(Dataset records)
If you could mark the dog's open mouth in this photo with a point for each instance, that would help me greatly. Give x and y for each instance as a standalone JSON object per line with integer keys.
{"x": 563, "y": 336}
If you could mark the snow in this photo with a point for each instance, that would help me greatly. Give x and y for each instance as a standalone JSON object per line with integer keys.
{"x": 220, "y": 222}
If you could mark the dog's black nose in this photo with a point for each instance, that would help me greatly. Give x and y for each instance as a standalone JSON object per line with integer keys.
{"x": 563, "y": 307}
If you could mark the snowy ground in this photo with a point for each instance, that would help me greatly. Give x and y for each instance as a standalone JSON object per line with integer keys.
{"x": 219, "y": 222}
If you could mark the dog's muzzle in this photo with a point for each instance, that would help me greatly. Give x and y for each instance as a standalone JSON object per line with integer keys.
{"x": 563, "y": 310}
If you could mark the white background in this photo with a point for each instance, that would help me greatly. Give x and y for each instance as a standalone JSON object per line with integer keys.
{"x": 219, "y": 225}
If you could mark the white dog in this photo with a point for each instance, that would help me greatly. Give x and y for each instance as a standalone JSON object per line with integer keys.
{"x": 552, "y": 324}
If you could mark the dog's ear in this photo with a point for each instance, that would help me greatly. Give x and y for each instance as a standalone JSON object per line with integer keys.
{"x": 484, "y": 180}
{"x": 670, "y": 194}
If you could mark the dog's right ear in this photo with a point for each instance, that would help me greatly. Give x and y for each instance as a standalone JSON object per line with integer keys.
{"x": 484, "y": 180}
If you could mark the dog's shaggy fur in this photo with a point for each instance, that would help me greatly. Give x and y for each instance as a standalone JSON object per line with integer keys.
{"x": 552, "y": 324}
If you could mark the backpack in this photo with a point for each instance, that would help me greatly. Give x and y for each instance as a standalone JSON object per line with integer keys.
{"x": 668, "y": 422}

- _What to produce_: For this task, please set down every entry exactly, with no line left out.

- _Problem solution_:
If you could mark the dog's open mouth in this photo with a point for each instance, that would help me greatly. Give x and y for each instance as a standalone JSON object per line with integer keys.
{"x": 563, "y": 336}
If you could mark the snow in this photo with a point for each instance, that would help me greatly. Give x and y for each instance as a standalone JSON object per line with integer keys.
{"x": 220, "y": 222}
If you could mark the dog's black nose in this photo with a point for each instance, that would help me greatly. Give x and y for each instance as a standalone JSON object per line with integer keys.
{"x": 563, "y": 307}
If you could mark the snowy ground in this photo with a point for each instance, that would help me greatly. Give x and y for each instance as a standalone JSON object per line with integer keys.
{"x": 219, "y": 222}
If you could mark the dog's muzzle in this photo with a point for each instance, that would help me greatly. Give x and y for each instance as a standalone JSON object per line with integer keys.
{"x": 563, "y": 310}
If you could mark the white background in this photo with a point for each instance, that would help me greatly. Give x and y for each instance as a standalone JSON object per line with integer keys.
{"x": 219, "y": 225}
If you could mark the white dog in this photo with a point for each instance, that would help me greatly. Give x and y for each instance as a standalone JSON object per line with integer keys.
{"x": 552, "y": 324}
If you could mark the dog's ear in this photo with a point for each instance, that would help me greatly. Give x and y for each instance as a standalone JSON object per line with integer keys.
{"x": 484, "y": 180}
{"x": 670, "y": 194}
If you could mark the dog's right ear in this photo with a point for each instance, that would help me greatly. Give x and y for each instance as a standalone JSON object per line with integer keys.
{"x": 484, "y": 180}
If you could mark the dog's shaggy fur in this photo with a point for each instance, that would help me greatly. Give x and y for each instance as a standalone JSON object per line with integer keys.
{"x": 552, "y": 324}
If you could mark the backpack in this photo with a point for each instance, that would help me greatly. Give x and y for each instance as a standalone JSON object per line with integer keys.
{"x": 668, "y": 422}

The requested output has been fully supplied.